▶ **TASK DESCRIPTION**: Repeat each record word for word.

▶ **SUPPLIED MATERIAL**:
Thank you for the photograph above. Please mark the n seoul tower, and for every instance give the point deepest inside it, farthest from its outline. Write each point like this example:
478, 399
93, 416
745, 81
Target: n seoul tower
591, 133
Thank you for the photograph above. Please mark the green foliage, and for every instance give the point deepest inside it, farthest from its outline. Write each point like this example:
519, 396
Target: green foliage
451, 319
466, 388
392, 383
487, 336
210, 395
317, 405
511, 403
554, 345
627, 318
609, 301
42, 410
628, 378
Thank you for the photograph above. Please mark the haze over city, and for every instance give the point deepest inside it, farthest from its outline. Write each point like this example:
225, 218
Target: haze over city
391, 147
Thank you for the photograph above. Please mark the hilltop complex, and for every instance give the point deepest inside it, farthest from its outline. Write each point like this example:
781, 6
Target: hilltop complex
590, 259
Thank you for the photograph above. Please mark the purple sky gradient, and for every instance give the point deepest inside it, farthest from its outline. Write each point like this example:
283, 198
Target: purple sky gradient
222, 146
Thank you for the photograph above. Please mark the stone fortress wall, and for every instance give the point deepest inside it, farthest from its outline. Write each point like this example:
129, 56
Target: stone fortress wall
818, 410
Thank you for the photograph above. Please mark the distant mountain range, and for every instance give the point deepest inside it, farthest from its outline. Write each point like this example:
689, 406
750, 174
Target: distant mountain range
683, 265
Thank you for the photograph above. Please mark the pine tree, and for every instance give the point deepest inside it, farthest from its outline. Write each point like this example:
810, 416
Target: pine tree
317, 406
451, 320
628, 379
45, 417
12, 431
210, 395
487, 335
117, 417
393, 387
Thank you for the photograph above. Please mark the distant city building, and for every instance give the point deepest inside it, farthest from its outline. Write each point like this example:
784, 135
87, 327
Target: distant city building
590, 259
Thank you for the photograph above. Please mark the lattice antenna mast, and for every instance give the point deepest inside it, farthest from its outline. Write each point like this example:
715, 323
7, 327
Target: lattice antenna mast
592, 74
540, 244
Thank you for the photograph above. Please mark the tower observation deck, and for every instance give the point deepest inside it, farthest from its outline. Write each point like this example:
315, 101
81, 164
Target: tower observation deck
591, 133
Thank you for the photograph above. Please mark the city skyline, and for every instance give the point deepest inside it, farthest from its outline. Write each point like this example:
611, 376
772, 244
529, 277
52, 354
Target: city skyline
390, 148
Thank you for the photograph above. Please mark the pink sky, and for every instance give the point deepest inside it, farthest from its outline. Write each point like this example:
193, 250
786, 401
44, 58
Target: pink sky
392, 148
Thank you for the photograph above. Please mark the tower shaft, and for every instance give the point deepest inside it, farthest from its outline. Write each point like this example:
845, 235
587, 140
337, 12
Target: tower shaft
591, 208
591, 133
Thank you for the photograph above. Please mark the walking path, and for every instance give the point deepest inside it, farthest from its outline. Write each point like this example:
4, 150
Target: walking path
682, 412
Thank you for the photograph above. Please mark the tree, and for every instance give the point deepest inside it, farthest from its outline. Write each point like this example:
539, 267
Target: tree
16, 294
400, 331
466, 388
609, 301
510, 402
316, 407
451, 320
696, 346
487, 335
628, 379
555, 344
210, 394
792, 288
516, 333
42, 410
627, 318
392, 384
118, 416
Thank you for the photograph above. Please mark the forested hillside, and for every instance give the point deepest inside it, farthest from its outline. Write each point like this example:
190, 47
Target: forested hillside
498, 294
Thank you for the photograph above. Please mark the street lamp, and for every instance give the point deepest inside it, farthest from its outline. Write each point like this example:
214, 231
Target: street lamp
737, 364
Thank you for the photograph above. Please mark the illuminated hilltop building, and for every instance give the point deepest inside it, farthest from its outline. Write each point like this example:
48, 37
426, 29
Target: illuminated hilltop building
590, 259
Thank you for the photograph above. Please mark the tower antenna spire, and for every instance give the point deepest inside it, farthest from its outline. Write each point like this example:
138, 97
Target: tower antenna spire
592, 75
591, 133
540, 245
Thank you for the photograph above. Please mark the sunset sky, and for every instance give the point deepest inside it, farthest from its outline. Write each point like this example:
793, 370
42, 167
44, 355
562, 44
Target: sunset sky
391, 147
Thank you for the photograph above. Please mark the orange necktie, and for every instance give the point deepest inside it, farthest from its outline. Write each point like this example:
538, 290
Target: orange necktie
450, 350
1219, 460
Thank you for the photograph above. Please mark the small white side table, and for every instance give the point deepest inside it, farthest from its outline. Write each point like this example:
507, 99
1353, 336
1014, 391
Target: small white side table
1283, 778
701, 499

▶ **TASK RESPONSE**:
Thank you for the photograph above. Please mark the n seoul tower, and for every instance give the point deepest inside it, farthest from its outline. Write each point like this example:
478, 399
93, 416
745, 81
Target: n seoul tower
591, 133
Thank you for the photograph above. Please mark the green foliage, and for every instance give the point deepest inside it, farthest from its outline. Write each point like this example:
519, 396
Target: green foliage
451, 319
466, 388
392, 383
487, 336
210, 395
317, 405
511, 403
554, 345
627, 318
609, 301
42, 410
628, 378
Thank you for the photograph above. Please mark the haze over city, and for every instance give the point deepest inside it, farthest from its outline. Write each point like this example:
225, 218
Target: haze over city
391, 147
Thank you for the photograph above. Please mark the hilltop complex, and for every instance give the point deepest inside it, farthest from its outline. Write each point like this example:
781, 6
Target: hilltop complex
590, 259
Thank you for the photograph above. Please mark the purple sky gradient, and for every instance give the point deepest inside it, farthest from its outline. Write each point like this example:
283, 198
Target: purple sky gradient
222, 146
Thank you for the photograph above. Please mark the stone fortress wall, and for every instance give the point deepest inside it, farthest from its outline. Write each point like this example:
129, 56
Target: stone fortress wall
818, 410
Thank you for the photograph above. Please mark the distant mountain range, and for every instance give the point deepest inside it, farthest from its outline. Write each point like this example:
689, 406
750, 174
Target: distant mountain range
683, 265
Thank you for the photograph above. Please mark the pine tree, and for every instance give the point deepest inside it, farthest from its outline. Write each point like this example:
810, 416
Target: pine tree
317, 406
451, 320
628, 379
45, 417
12, 431
210, 395
487, 335
117, 417
393, 387
Thank you for the photograph above. Please mark the distant city building, and for every instance give the point deepest inside it, farthest from its outline. Write each point like this example:
784, 135
87, 327
Target: distant city building
590, 259
Thank you for the photograph above. Please mark the lattice antenna mast, and for every instance give the point deepest inside it, farthest from its outline. Write each point like this example:
715, 323
7, 327
Target: lattice antenna mast
592, 74
540, 244
Thank you for the photograph above. Please mark the tower observation deck, and for every instance give the point deepest inside it, farthest from its outline. Write each point like this example:
315, 101
81, 164
Target: tower observation deck
591, 133
Thank you for the photograph above. Please mark the city skyline, and for every instance give the point deepest inside it, farthest from its outline. Write each point like this example:
611, 376
772, 244
529, 277
52, 354
Target: city skyline
390, 148
Thank you for the photograph above. Please mark the pink sky, and for every instance give the point deepest inside it, farthest from its outline. Write each point like this example:
193, 250
786, 401
44, 58
Target: pink sky
392, 148
Thank you for the photograph above. Please mark the tower shaft, and for every instance give the point deepest inside it, farthest from its outline. Write each point like this example:
845, 235
587, 140
337, 12
Target: tower shaft
591, 208
591, 133
Thank you for the photograph above. Please mark the walking path, and for every instance give the point deepest inside it, farthest from its outline. Write each point like this example:
4, 150
Target: walking path
682, 412
Thank you for the photograph above. Please mark the tree, and for every instance give the point deepest inside it, farthest from its outline. Write each point like this example:
539, 267
Target: tree
16, 294
400, 331
466, 388
609, 301
510, 402
316, 407
451, 320
696, 346
487, 335
628, 379
555, 344
210, 394
792, 288
516, 333
42, 410
627, 318
392, 384
118, 416
Thank you for the photograph above. Please mark the forested hillside, and for every instance give the point deepest inside it, farthest from its outline. Write each point like this example:
190, 47
Target: forested hillside
498, 294
Thank you for the photograph above. Please mark the street lamp, and for every instance give the point deepest inside it, farthest from its outline. Write each point like this example:
214, 231
Target: street lamp
737, 364
Thank you for the photograph above. Please mark the illuminated hilltop building, and for every instance give the point deepest inside it, farthest from its outline. Write each point like this example:
48, 37
426, 29
Target: illuminated hilltop building
590, 259
Thank you for the photograph above. Please mark the tower antenna spire, and for every instance give the point deepest inside it, farthest from its outline. Write each point like this example:
138, 97
Target: tower antenna spire
592, 75
591, 133
540, 245
Thank you for the photograph above. Please mark the sunset sky, and for every instance give the point deepest inside it, farthest from its outline. Write each point like this example:
793, 370
42, 167
44, 355
562, 44
Target: sunset sky
391, 147
Thank you for the photograph above. Please mark the orange necktie, and for every instance give the point deepest inside it, farthest from its outline. Write each point like this example:
538, 290
Target: orange necktie
450, 350
1219, 460
Thank you for the photograph above. Please mark the small white side table, and for every instance give the point deepest inside it, farthest from its outline. Write each point like this example:
507, 99
1353, 336
1014, 391
Target: small white side table
1283, 778
701, 499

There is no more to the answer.